* What to work on:
Give the material again in full, matching it exactly.

□ □ □

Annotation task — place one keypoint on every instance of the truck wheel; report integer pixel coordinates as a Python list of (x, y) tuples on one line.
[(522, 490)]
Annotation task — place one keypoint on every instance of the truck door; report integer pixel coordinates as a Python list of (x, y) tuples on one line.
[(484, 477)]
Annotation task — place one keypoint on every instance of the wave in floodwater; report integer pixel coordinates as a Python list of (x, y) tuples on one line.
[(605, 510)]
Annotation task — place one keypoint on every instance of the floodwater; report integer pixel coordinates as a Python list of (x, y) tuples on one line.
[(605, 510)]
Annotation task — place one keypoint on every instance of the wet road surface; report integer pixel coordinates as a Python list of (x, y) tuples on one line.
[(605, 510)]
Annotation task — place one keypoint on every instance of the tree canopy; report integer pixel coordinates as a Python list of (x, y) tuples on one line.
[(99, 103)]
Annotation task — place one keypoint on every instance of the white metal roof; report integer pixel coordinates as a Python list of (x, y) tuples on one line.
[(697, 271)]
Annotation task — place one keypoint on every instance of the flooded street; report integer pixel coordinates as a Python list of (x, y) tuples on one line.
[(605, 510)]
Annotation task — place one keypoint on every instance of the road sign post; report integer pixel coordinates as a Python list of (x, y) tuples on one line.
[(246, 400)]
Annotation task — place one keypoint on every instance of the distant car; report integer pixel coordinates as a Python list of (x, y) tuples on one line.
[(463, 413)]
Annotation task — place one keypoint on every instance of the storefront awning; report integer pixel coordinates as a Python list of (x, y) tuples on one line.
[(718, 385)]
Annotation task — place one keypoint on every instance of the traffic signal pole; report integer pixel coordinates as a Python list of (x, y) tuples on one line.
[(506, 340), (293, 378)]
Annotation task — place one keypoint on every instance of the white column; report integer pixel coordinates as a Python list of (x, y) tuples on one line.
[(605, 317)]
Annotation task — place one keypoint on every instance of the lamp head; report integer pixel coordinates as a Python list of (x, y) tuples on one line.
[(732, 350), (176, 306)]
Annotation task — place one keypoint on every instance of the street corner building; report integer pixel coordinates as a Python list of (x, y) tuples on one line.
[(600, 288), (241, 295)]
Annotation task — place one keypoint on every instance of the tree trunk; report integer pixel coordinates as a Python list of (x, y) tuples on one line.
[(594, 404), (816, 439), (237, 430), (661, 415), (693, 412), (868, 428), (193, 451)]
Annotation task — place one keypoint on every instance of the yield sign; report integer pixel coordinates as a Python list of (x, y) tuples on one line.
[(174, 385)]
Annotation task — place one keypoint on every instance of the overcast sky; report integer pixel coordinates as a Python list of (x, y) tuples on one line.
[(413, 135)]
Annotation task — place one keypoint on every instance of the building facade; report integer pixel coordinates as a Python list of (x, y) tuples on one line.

□ □ □

* Complete response:
Annotation task — place one keypoint on every instance of the truck wheel; report integer pixel coordinates as a Python list of (x, y) tuples on one line.
[(522, 490)]
Annotation task — place one keypoint on every instance of the truck door; report integer pixel coordinates as a Python list of (x, y) tuples on one line.
[(484, 477)]
Annotation task — place one keypoint on every instance of the wave in floodwater; report integer pixel coordinates as a Python list of (x, y) tuples on one line.
[(605, 510)]
Annotation task — place one keypoint on every instance of the floodwater; report integer pixel coordinates as a Python list of (x, y) tuples on one line.
[(605, 510)]
Annotation task — place one keypoint on every instance of the wet road surface; report integer pixel coordinates as a Python list of (x, y) tuples on one line.
[(605, 510)]
Annotation task — place one keypoint on every instance of the tree canopy; report integer pixel coordinates as a Python list of (x, y) tuples on one line.
[(99, 103)]
Annotation task — place one keypoint on every instance of the white metal roof; report integer pixel coordinates as a Python list of (x, y) tuples on one line.
[(697, 271)]
Annotation task — place one keypoint on every instance of the flooded street; report integer pixel coordinates as a Python list of (x, y) tuples on one line.
[(605, 510)]
Annotation task — place one keypoint on every instance of the road sign post; report integer pixel coordinates as a Python list of (x, y) tuples on one line.
[(246, 400)]
Annotation task — place one keypoint on every instance of the distant car; report integer pixel coordinates as a Python list of (x, y) tuples on one line.
[(463, 413)]
Annotation task — place one keypoint on every instance of the storefront awning; report integer pixel coordinates as a Python list of (x, y) tuples on one line.
[(718, 385)]
Annotation task — place one keypoint on every instance of the traffic signal pole; report integer pixel coordinates as a Python list of (x, y) tuples on one line.
[(506, 340), (293, 378)]
Annotation task — place one keypoint on every instance of the white column; report integer pixel coordinates as a Python list of (x, y) tuples on one line.
[(605, 317)]
Annotation task — place one keypoint on every instance of the lamp head; report integer pixel coordinates as a Python list of (x, y) tuples on one line.
[(732, 350), (176, 306)]
Annotation task — place one keypoint on every instance of the street corner building; report integer pixel coordinates as a Python list of (x, y) tuples on one line.
[(600, 288), (241, 295)]
Annotation task — place one keypoint on every instance of the tree trunk; report integer pixel coordinates as a Python list of (x, y) tuples on one line.
[(594, 404), (816, 439), (237, 430), (661, 415), (693, 412), (868, 428), (193, 451)]
Annotation task — place one keypoint on every instance of the yield sign; report integer pixel coordinates as a Python list of (x, y) tuples on one line.
[(174, 385)]
Annotation task — place one keypoint on every instance of the overcast sky; report integer pixel coordinates as a Python list of (x, y) tuples on one line.
[(413, 135)]
Annotation task — place one keypoint on every instance of the building facade; report integer pixel coordinates as a Python list of (x, y) tuples on one line.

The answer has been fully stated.